DESCRIPTION OF THE TASK — Answer with the exact lines of the following material from the one containing "Task: tag every instance of the white front" through the one containing "Task: tag every instance of the kitchen", both end lines included.

-- MATERIALS PROVIDED follows --

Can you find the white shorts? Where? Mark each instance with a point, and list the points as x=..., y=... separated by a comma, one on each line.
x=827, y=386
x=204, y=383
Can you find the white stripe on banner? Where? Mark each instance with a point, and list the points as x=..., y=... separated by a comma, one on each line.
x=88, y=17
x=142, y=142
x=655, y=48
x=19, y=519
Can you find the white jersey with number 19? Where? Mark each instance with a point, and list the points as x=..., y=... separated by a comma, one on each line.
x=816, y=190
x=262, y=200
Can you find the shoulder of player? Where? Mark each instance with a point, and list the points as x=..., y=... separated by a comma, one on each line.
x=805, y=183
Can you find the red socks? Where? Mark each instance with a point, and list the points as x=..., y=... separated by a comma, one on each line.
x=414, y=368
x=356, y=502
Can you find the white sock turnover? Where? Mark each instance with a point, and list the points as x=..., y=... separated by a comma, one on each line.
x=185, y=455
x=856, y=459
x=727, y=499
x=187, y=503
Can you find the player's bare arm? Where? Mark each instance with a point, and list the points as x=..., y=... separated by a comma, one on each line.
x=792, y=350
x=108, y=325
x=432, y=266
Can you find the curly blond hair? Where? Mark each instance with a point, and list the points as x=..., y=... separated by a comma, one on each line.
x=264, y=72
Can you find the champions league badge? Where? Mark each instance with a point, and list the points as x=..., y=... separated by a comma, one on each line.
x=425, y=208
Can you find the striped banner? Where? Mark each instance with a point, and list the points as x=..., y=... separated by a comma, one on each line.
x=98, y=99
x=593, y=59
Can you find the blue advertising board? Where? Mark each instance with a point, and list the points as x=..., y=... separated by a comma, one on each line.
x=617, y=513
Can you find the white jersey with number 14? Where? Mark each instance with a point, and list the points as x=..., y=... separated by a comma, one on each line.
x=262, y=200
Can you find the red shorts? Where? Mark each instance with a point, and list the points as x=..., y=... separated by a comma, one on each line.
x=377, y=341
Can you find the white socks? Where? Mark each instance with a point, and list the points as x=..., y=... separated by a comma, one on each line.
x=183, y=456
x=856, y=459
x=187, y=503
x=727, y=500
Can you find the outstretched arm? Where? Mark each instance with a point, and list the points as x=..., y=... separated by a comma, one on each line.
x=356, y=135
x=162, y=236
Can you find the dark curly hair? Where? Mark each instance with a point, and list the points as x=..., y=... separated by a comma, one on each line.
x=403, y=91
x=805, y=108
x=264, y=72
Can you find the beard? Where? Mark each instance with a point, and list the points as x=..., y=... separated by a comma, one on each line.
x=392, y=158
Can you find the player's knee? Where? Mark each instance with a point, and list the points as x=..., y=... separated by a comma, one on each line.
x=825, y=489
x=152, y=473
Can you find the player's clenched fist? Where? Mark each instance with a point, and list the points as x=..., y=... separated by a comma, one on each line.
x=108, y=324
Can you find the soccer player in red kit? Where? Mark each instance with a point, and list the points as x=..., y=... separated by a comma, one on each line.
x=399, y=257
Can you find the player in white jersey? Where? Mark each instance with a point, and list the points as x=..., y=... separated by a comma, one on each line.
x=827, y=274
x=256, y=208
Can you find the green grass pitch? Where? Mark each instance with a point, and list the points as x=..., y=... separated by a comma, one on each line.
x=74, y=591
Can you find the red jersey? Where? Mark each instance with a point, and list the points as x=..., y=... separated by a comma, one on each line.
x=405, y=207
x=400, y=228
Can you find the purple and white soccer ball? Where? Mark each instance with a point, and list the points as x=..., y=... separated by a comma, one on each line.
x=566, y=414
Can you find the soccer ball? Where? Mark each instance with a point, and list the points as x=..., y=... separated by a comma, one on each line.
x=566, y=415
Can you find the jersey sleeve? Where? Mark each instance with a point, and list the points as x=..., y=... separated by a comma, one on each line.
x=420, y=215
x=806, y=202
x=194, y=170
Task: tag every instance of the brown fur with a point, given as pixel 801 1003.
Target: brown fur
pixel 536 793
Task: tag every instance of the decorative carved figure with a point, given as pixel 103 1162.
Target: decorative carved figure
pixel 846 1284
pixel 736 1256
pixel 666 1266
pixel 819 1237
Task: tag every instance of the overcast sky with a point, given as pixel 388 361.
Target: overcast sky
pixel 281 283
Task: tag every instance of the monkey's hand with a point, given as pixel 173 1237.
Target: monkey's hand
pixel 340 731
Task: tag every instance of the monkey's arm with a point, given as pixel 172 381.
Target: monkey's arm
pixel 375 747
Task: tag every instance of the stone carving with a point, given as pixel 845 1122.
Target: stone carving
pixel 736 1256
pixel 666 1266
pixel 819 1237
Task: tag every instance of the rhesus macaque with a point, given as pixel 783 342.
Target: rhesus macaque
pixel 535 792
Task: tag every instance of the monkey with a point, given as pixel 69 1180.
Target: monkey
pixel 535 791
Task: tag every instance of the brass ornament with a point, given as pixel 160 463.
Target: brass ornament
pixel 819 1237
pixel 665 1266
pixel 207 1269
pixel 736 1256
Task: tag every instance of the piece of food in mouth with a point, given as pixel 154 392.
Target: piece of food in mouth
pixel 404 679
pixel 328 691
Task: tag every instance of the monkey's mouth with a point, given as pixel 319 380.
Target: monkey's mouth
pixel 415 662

-- MATERIALS PROVIDED concluded --
-- MATERIALS PROVIDED follows --

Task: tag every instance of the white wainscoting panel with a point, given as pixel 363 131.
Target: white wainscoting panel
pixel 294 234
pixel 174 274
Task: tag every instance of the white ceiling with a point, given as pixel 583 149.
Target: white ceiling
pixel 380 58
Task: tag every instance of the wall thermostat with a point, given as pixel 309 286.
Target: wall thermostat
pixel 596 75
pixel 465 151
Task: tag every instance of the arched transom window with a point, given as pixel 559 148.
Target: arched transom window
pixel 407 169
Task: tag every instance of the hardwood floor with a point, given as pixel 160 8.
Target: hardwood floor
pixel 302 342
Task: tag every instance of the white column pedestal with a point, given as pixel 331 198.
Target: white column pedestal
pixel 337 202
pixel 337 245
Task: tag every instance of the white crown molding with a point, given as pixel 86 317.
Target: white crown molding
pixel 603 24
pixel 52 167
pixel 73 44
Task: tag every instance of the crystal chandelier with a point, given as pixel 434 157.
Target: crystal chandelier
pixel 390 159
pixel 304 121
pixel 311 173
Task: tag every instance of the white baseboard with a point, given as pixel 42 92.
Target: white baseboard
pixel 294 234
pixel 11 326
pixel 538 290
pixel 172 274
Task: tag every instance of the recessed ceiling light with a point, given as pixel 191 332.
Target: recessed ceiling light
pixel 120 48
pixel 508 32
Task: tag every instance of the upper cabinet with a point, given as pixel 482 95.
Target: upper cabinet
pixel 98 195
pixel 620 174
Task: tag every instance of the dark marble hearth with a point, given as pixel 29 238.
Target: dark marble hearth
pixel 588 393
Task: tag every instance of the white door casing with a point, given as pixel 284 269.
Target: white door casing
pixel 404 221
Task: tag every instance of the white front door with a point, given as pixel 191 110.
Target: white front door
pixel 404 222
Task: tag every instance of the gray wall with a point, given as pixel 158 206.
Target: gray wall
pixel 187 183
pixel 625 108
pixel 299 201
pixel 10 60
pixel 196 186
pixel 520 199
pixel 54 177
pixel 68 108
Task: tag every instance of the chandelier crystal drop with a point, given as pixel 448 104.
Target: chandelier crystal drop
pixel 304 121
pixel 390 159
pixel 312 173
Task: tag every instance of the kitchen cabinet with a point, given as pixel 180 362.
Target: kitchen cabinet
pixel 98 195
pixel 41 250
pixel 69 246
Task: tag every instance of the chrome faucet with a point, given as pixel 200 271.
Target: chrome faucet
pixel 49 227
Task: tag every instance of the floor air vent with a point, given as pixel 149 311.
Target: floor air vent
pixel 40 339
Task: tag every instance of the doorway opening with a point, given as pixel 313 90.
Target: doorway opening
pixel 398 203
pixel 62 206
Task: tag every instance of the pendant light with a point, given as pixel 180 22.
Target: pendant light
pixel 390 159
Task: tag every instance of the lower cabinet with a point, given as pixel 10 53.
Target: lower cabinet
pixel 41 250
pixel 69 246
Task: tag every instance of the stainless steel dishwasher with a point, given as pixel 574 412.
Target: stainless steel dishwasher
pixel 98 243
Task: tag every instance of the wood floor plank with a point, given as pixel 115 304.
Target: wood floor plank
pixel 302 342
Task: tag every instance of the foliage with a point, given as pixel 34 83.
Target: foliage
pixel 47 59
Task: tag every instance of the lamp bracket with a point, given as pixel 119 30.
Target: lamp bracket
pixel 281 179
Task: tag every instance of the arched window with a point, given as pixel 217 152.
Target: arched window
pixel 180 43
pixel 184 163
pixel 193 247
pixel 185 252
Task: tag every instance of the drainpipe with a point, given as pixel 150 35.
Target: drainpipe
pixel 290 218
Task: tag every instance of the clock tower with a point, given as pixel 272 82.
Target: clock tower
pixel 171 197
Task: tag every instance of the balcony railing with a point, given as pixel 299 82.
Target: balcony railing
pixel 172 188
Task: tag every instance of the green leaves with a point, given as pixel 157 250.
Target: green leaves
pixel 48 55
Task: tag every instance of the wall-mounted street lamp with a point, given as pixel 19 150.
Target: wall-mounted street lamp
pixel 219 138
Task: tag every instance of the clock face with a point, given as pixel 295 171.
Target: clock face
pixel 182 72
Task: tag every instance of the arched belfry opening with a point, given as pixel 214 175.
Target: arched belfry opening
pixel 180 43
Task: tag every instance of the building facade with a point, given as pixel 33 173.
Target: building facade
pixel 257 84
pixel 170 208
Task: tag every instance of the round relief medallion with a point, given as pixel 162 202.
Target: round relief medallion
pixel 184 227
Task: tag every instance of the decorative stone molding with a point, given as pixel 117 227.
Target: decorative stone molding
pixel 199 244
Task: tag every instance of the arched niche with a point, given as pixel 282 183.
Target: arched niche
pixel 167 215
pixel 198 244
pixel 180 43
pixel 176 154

-- MATERIALS PROVIDED concluded --
-- MATERIALS PROVIDED follows --

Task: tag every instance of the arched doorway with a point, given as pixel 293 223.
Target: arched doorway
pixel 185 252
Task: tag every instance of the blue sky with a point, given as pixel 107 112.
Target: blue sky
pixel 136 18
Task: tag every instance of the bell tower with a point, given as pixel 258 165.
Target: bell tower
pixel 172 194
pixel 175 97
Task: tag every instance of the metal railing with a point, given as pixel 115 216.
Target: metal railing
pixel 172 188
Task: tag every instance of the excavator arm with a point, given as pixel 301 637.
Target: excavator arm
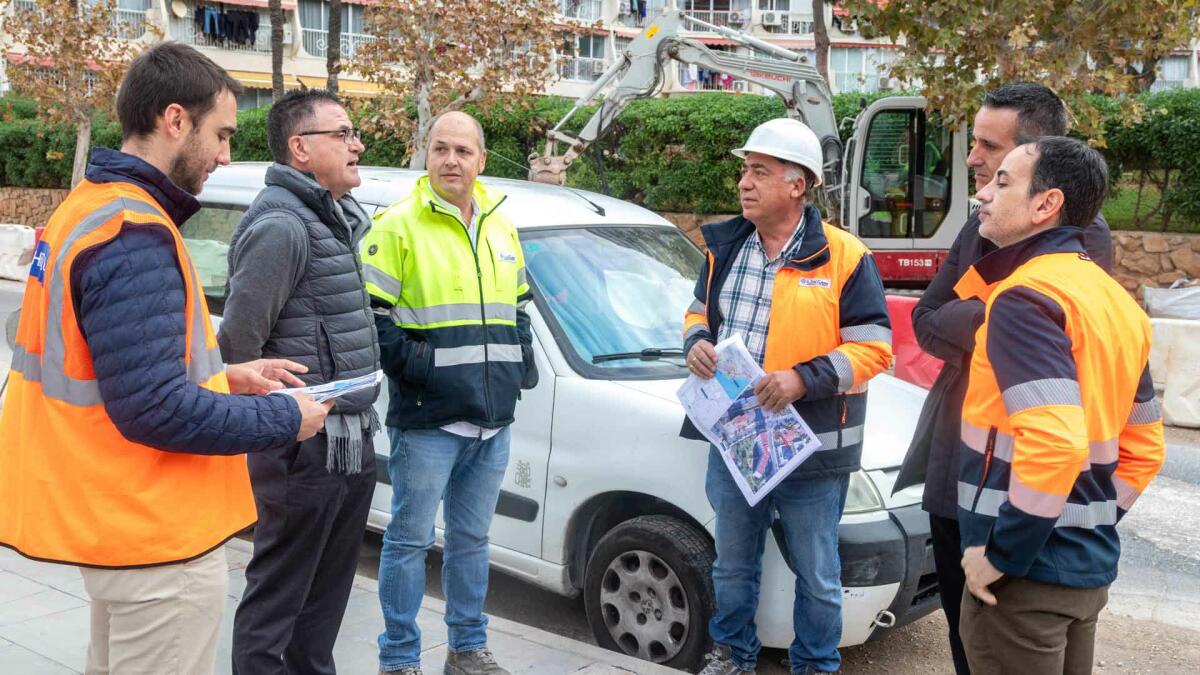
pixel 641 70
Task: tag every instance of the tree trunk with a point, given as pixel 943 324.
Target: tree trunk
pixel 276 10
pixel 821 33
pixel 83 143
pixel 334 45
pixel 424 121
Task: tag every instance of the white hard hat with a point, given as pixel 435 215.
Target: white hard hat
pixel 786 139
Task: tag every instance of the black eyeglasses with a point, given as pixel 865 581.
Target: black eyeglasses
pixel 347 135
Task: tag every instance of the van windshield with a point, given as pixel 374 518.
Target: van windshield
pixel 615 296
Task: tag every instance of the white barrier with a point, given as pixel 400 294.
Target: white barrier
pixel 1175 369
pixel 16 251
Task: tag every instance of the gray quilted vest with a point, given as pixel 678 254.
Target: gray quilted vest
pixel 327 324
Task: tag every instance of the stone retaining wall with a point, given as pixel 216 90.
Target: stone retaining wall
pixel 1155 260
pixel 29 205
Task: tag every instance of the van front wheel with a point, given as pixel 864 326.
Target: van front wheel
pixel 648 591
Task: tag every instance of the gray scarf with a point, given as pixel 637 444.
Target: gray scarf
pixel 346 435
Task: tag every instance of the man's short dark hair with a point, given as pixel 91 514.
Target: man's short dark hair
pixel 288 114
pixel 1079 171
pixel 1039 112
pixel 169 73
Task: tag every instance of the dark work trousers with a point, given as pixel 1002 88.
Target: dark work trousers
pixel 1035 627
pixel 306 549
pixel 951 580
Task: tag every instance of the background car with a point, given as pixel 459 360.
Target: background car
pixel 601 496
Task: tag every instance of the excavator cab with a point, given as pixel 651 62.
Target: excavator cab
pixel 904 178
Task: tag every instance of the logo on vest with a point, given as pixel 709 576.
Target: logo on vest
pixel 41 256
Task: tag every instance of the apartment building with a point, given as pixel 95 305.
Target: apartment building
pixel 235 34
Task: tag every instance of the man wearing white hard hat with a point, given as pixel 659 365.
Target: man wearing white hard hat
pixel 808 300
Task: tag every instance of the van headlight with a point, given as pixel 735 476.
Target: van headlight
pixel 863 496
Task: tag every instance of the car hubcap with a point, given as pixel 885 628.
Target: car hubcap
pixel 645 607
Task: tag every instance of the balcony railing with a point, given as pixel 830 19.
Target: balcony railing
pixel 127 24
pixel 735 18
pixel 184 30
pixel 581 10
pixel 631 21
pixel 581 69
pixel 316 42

-- MATERIALS PROVIDED concluded --

OUTPUT OF THE EXERCISE —
Task: tag every instance of the white front door with a point, given as pixel 191 110.
Target: white front door
pixel 404 222
Task: tag every instance of the gray wall with a point, given as pixel 158 206.
Target: gray wall
pixel 187 183
pixel 625 108
pixel 299 201
pixel 10 60
pixel 196 186
pixel 520 199
pixel 54 177
pixel 68 108
Task: tag every instance of the chandelier crystal drop with a point, given as pixel 448 104.
Target: chandelier crystal drop
pixel 304 121
pixel 390 159
pixel 312 173
Task: tag every instance of the kitchen cabinet with a point, given as pixel 180 362.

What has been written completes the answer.